The lines to copy from the listing below are those that contain the string "lawn".

| SUPPLIED ENTRIES |
+++
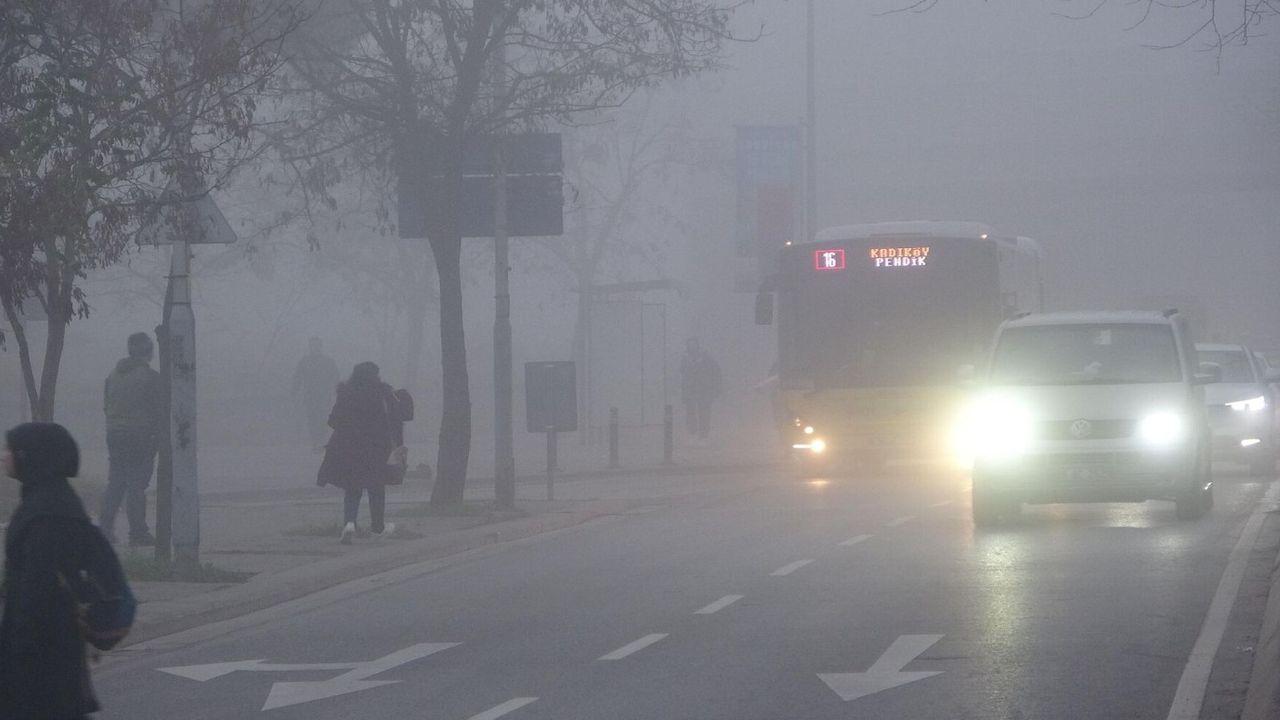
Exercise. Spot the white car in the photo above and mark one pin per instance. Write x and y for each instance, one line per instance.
(1089, 408)
(1240, 408)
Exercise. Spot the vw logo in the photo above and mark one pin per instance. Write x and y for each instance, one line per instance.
(1082, 429)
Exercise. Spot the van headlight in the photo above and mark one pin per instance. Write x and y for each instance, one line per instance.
(995, 428)
(1162, 428)
(1251, 405)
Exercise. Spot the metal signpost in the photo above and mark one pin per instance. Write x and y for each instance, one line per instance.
(182, 224)
(512, 186)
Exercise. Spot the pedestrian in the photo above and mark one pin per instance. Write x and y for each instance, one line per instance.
(132, 400)
(365, 422)
(44, 660)
(699, 388)
(314, 383)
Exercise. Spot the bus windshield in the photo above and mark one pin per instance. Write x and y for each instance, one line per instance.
(885, 314)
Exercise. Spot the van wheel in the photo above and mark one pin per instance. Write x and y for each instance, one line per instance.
(1198, 499)
(1264, 465)
(990, 506)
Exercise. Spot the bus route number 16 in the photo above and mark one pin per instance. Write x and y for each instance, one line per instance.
(827, 260)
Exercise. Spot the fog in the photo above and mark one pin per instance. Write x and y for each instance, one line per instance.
(1144, 173)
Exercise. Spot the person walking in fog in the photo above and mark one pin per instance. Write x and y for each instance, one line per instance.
(699, 387)
(44, 660)
(132, 400)
(314, 382)
(365, 422)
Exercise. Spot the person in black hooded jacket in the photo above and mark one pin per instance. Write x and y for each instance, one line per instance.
(44, 665)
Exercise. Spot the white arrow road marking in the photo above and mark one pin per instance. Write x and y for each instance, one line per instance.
(791, 568)
(885, 673)
(720, 605)
(214, 670)
(634, 647)
(284, 695)
(510, 706)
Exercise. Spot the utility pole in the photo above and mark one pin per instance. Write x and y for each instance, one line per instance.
(810, 165)
(182, 418)
(503, 452)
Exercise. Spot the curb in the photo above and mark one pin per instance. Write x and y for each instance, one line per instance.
(165, 618)
(1262, 697)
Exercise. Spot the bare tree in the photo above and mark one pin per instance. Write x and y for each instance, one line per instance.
(405, 83)
(92, 96)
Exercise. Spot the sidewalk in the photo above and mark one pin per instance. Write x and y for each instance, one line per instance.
(287, 537)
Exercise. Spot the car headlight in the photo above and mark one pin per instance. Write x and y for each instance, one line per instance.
(1251, 405)
(1162, 428)
(995, 428)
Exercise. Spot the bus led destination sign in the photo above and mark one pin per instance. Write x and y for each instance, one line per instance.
(900, 256)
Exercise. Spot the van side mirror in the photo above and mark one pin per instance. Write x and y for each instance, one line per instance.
(1208, 374)
(764, 308)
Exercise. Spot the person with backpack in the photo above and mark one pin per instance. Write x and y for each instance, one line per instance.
(63, 584)
(366, 423)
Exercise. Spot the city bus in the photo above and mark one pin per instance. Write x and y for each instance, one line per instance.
(877, 324)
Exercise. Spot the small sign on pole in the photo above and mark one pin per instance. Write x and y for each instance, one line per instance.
(551, 406)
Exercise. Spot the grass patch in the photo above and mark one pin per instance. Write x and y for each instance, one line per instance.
(469, 509)
(145, 568)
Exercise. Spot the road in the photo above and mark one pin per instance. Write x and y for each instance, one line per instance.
(748, 597)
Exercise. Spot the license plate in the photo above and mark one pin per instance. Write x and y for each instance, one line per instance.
(1086, 474)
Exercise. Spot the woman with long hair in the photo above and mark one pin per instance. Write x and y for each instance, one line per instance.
(364, 422)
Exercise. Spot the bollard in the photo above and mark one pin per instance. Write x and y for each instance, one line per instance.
(613, 438)
(668, 436)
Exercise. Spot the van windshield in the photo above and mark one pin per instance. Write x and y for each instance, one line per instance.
(1234, 363)
(1087, 355)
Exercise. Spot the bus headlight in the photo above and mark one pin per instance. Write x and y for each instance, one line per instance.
(1251, 405)
(1161, 428)
(816, 446)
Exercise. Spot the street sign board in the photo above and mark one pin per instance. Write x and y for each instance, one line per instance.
(551, 396)
(534, 206)
(535, 190)
(208, 227)
(530, 154)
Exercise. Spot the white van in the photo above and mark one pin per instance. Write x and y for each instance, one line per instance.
(1089, 408)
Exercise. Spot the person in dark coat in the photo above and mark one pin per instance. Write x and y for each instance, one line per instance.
(364, 434)
(44, 665)
(699, 387)
(132, 401)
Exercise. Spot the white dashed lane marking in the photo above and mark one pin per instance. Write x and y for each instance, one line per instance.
(510, 706)
(720, 605)
(634, 647)
(790, 568)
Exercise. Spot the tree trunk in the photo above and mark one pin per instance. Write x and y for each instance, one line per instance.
(455, 449)
(28, 372)
(54, 343)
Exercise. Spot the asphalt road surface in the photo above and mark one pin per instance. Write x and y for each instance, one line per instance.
(753, 597)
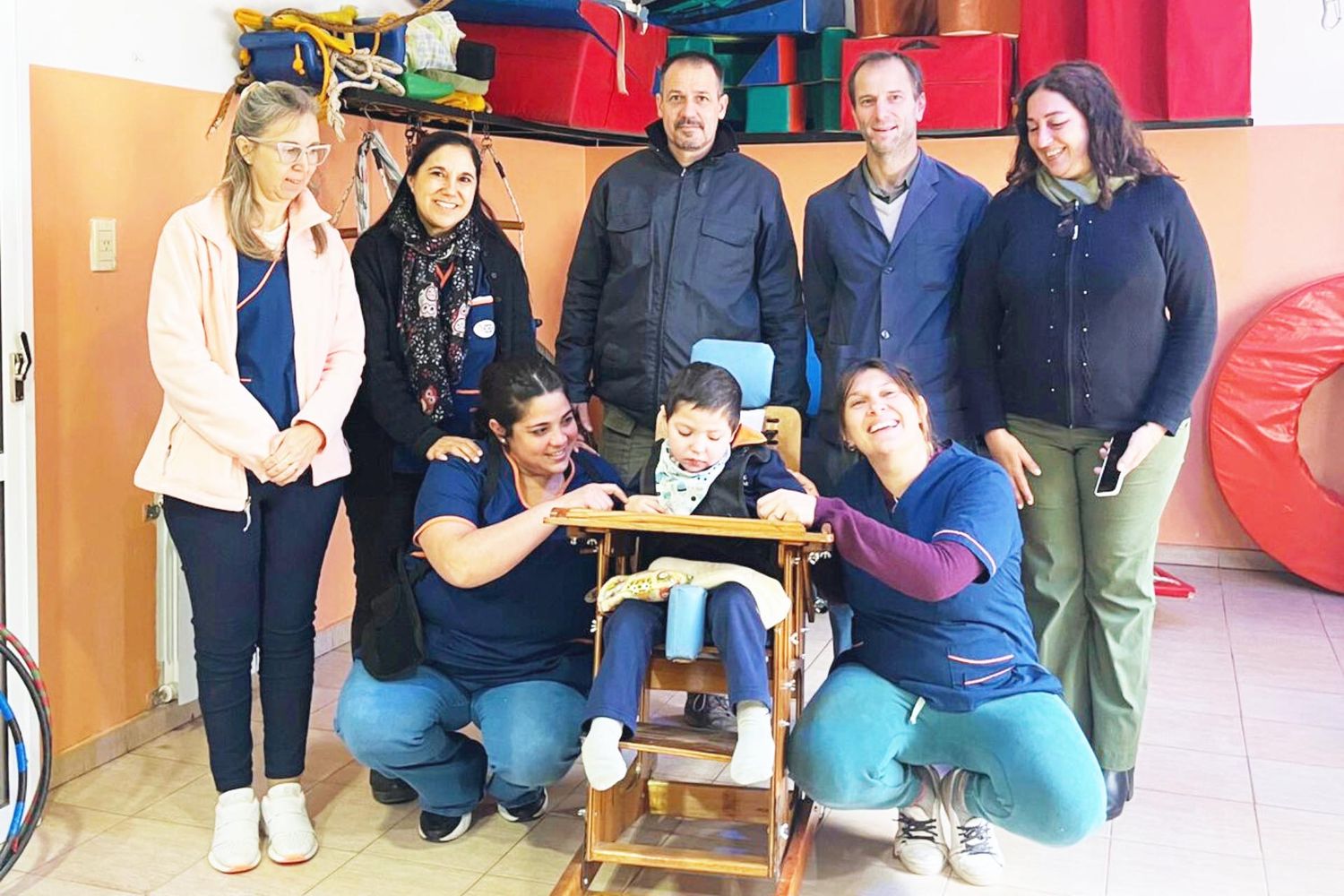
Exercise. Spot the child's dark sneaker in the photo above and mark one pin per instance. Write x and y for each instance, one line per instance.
(531, 810)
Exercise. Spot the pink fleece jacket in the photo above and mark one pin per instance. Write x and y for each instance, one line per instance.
(211, 432)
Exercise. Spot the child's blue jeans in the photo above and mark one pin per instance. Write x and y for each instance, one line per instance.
(636, 626)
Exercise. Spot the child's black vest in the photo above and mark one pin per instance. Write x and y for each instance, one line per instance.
(726, 497)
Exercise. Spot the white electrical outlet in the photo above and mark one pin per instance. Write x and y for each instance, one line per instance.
(102, 244)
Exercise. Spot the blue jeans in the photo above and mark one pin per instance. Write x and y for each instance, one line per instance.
(253, 586)
(1034, 772)
(629, 634)
(409, 729)
(841, 627)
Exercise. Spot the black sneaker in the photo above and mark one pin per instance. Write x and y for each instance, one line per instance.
(709, 711)
(531, 810)
(390, 791)
(441, 829)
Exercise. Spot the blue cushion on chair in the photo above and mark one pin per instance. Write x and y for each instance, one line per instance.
(750, 363)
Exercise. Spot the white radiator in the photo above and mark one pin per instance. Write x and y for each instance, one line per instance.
(172, 622)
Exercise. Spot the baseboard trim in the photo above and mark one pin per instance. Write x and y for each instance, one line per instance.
(1218, 557)
(136, 732)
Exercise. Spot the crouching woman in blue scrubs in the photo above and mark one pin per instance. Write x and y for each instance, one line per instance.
(504, 618)
(943, 668)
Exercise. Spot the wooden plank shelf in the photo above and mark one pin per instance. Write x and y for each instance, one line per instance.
(382, 107)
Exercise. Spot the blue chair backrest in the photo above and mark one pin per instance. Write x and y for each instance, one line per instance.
(750, 363)
(814, 378)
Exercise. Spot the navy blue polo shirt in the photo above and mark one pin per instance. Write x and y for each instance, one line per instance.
(976, 645)
(531, 622)
(480, 351)
(266, 338)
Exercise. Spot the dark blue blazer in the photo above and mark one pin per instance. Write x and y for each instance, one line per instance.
(867, 297)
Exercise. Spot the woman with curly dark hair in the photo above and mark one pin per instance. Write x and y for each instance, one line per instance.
(1089, 314)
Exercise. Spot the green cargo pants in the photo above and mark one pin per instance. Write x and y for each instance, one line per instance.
(1088, 571)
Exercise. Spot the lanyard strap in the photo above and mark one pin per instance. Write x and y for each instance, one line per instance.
(261, 285)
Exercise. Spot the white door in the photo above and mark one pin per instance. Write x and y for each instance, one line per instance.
(18, 520)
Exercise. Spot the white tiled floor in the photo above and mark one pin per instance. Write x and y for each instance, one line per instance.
(1239, 790)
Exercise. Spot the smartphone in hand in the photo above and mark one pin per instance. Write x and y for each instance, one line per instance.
(1112, 478)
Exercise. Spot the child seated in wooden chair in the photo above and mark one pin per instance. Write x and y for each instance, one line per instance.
(707, 465)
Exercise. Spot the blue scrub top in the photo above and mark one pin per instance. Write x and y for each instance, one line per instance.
(531, 622)
(976, 645)
(266, 338)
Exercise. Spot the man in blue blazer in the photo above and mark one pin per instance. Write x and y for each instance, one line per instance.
(883, 253)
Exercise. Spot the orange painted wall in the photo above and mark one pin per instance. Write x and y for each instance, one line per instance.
(1271, 212)
(104, 147)
(112, 148)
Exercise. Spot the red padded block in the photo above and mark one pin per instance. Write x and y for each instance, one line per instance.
(1169, 59)
(566, 77)
(1254, 410)
(1051, 32)
(968, 78)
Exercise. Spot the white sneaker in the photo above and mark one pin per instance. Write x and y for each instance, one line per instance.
(285, 813)
(918, 845)
(237, 842)
(973, 852)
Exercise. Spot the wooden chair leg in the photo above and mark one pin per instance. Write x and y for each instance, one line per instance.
(801, 834)
(577, 874)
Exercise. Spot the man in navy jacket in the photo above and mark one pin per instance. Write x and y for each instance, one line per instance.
(883, 254)
(683, 241)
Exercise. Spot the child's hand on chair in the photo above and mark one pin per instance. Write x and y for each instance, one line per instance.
(789, 506)
(645, 504)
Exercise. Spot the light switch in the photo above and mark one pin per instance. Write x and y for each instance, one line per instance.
(102, 244)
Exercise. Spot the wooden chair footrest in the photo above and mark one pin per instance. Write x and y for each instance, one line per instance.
(679, 740)
(701, 861)
(711, 802)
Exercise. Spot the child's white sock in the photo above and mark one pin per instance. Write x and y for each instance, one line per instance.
(753, 758)
(602, 761)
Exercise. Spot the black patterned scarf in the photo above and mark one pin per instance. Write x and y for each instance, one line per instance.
(438, 282)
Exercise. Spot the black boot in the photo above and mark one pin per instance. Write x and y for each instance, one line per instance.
(1118, 788)
(390, 790)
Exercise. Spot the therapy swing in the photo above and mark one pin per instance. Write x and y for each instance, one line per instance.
(390, 175)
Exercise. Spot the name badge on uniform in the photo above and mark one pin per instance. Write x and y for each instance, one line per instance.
(429, 301)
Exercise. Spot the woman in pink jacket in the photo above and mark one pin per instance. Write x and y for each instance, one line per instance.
(257, 340)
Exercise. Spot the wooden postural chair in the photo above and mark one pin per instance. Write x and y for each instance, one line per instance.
(787, 814)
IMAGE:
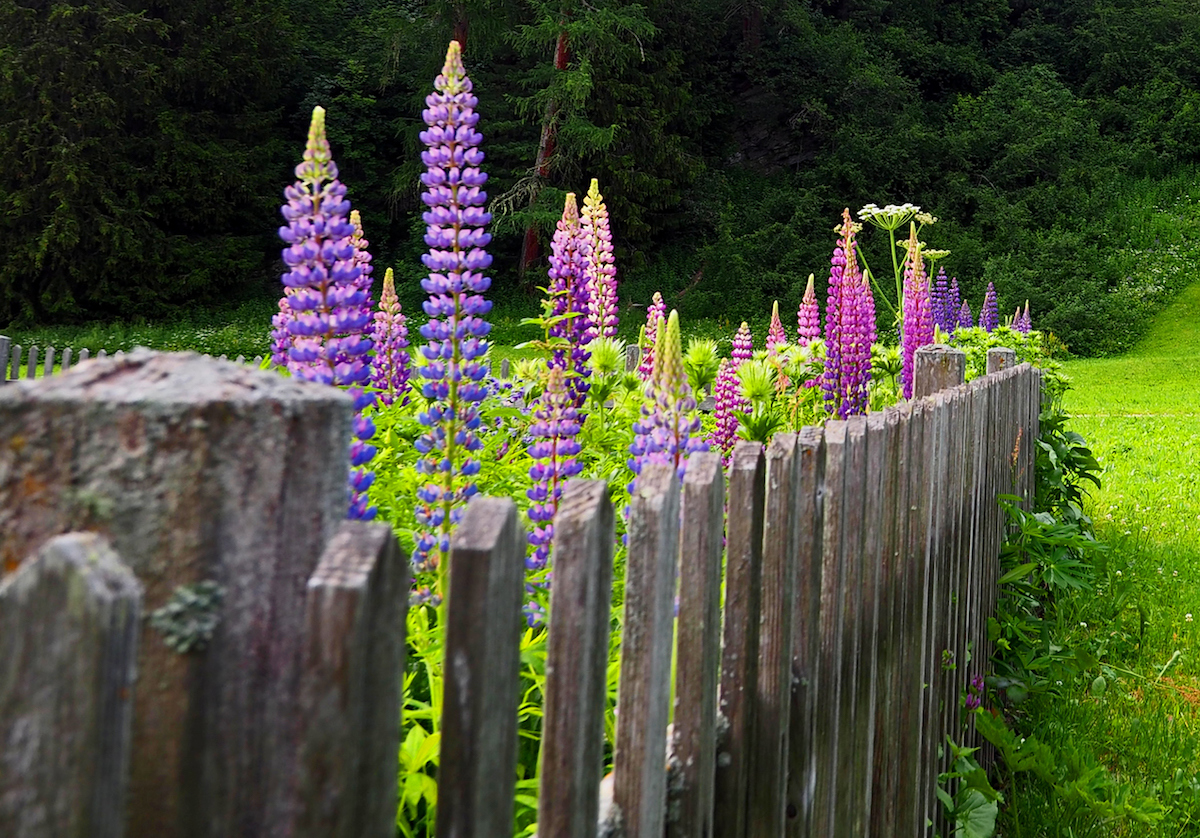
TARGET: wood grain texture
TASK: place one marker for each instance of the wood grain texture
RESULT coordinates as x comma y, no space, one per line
349,687
739,651
699,646
576,662
196,471
648,622
477,770
69,634
768,760
805,632
937,367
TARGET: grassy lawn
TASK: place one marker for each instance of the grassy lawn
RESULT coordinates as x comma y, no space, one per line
1141,414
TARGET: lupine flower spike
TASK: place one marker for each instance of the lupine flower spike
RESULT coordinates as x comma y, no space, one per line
453,359
654,316
568,287
329,315
808,318
850,328
600,273
391,360
918,317
669,429
989,315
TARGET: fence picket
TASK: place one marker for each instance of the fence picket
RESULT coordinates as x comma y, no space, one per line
477,772
645,687
699,646
576,662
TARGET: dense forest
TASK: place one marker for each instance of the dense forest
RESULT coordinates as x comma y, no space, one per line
145,143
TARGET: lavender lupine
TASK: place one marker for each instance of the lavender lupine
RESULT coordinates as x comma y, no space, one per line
654,317
669,429
918,316
325,337
989,313
966,319
850,328
555,448
568,287
391,366
454,369
808,317
600,273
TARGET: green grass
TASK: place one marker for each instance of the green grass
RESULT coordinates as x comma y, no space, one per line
1141,413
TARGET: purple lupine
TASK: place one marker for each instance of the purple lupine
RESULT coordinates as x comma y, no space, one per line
667,430
850,329
989,315
454,367
328,324
555,428
918,316
743,345
966,319
569,291
808,317
390,370
600,273
654,317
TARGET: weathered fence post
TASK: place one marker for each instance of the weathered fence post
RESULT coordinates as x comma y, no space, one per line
699,645
739,650
999,358
69,635
937,367
645,689
477,773
349,695
576,662
220,486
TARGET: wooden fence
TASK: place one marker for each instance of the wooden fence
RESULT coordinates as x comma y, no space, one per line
857,566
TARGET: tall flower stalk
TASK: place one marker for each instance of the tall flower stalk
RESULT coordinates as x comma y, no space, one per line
391,366
453,359
918,316
324,315
600,271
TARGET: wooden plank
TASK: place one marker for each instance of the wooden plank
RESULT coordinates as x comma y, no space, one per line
199,472
739,651
69,635
853,773
805,632
643,694
937,367
576,662
768,761
699,646
829,680
477,771
349,686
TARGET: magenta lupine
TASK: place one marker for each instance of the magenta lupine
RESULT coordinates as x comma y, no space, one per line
743,345
989,315
568,288
600,271
655,313
390,370
328,323
555,448
808,317
453,367
966,319
918,316
850,329
669,429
+++
| SOLUTION FOR THIS EXERCISE |
TARGET: grassy lawn
TASK: place one marker for each instance of the grassy lawn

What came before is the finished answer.